Image point annotation records:
....
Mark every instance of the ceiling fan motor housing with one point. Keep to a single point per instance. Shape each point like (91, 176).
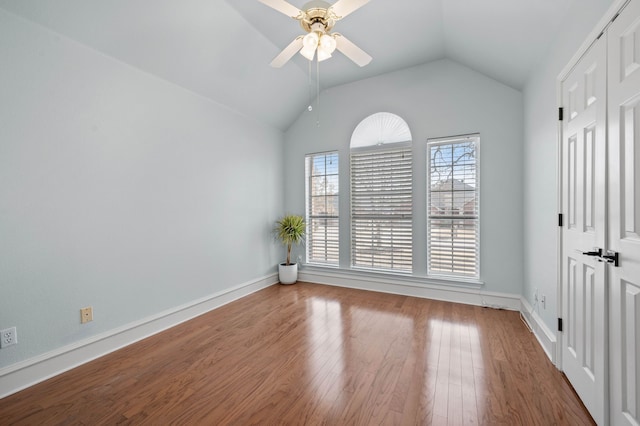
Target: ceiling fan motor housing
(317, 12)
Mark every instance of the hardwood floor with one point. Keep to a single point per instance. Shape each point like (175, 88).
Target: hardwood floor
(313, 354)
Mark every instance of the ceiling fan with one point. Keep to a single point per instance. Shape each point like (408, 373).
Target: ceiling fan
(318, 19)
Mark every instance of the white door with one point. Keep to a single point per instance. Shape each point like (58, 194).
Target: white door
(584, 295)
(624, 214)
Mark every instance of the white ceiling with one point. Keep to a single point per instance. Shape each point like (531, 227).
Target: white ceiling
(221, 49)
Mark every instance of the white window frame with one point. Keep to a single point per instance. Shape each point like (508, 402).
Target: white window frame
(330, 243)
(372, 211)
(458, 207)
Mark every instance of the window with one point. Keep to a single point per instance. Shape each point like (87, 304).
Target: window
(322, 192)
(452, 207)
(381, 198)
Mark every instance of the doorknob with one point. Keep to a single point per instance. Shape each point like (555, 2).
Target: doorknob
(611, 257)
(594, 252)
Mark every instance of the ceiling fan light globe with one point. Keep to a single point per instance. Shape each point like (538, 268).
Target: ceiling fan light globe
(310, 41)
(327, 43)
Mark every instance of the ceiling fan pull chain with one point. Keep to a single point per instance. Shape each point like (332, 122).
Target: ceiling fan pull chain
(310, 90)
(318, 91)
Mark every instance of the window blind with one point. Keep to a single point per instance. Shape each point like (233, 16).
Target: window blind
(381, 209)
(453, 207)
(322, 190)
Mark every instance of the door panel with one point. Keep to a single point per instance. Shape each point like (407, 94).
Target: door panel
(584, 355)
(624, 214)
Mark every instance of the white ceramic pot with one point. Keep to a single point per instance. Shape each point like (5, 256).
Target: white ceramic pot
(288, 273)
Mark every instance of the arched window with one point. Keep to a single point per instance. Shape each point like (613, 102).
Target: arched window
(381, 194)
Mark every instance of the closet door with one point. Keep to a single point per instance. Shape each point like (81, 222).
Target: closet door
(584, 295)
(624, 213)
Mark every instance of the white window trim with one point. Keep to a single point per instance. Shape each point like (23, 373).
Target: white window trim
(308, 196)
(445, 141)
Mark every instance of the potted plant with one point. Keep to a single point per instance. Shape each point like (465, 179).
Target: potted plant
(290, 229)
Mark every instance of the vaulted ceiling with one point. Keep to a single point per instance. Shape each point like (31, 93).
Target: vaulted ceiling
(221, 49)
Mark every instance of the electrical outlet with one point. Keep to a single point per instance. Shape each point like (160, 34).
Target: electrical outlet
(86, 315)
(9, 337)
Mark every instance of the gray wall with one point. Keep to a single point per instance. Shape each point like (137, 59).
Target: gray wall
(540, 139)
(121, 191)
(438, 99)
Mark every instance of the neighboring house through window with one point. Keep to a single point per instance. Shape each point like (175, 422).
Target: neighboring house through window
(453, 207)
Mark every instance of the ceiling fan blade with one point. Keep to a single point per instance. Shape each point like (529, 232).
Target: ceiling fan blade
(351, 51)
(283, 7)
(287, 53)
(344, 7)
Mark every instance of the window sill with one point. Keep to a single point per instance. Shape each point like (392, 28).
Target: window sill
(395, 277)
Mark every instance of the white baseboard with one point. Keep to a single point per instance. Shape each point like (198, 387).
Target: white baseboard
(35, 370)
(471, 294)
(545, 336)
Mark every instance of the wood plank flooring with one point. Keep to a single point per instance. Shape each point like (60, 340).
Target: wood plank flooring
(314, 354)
....
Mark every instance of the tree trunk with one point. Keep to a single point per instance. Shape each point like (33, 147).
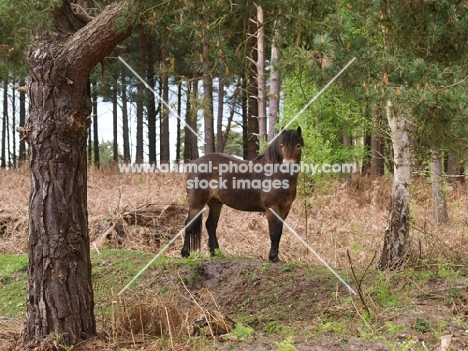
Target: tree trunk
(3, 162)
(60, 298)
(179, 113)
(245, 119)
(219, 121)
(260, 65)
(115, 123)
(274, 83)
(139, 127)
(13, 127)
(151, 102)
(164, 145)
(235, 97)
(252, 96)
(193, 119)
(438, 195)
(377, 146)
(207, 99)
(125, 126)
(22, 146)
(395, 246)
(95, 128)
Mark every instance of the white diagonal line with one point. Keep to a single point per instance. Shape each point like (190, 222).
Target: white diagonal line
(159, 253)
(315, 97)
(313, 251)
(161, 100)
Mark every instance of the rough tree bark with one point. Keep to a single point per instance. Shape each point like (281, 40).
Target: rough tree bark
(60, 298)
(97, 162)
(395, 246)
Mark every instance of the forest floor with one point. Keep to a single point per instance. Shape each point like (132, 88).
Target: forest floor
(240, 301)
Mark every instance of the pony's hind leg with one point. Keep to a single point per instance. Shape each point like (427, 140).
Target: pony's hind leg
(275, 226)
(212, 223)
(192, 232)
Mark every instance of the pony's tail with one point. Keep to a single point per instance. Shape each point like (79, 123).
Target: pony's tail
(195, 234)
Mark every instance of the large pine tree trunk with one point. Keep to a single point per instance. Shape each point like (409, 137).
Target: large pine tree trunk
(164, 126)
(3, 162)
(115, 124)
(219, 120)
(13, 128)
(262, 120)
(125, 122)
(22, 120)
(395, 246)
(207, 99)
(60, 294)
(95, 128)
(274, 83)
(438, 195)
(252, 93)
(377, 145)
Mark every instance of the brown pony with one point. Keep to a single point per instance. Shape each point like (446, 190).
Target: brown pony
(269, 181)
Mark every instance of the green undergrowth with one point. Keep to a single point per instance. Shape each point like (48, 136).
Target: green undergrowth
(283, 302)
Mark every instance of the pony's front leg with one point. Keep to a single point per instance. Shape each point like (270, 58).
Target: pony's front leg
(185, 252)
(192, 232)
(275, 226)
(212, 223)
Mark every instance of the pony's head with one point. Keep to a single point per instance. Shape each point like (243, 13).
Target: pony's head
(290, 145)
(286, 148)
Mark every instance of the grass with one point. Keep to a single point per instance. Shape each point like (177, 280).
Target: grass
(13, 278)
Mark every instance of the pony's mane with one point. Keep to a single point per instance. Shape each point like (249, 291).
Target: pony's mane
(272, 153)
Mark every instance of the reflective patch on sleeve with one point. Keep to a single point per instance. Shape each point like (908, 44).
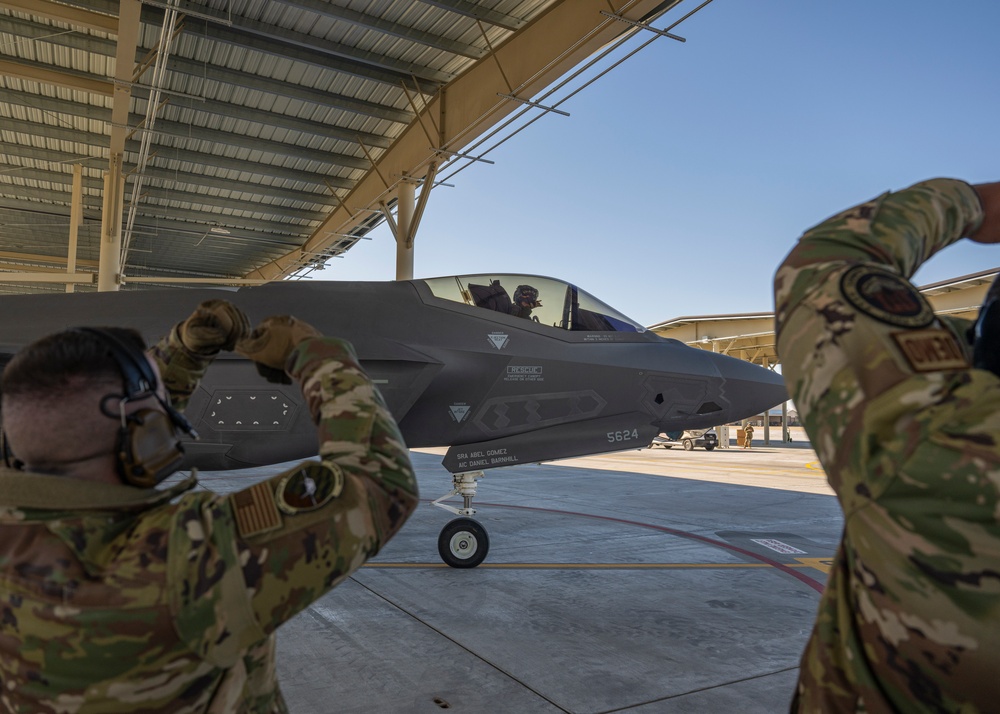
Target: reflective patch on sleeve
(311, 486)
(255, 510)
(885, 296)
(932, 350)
....
**Set task**
Please gather every line of the records above that contains the word "gray", copying each line in full. Case counts.

**Written answer**
Mark every instance of the gray wall with one point. Keep to a single point per instance. Shape each point like (137, 59).
Target: gray wall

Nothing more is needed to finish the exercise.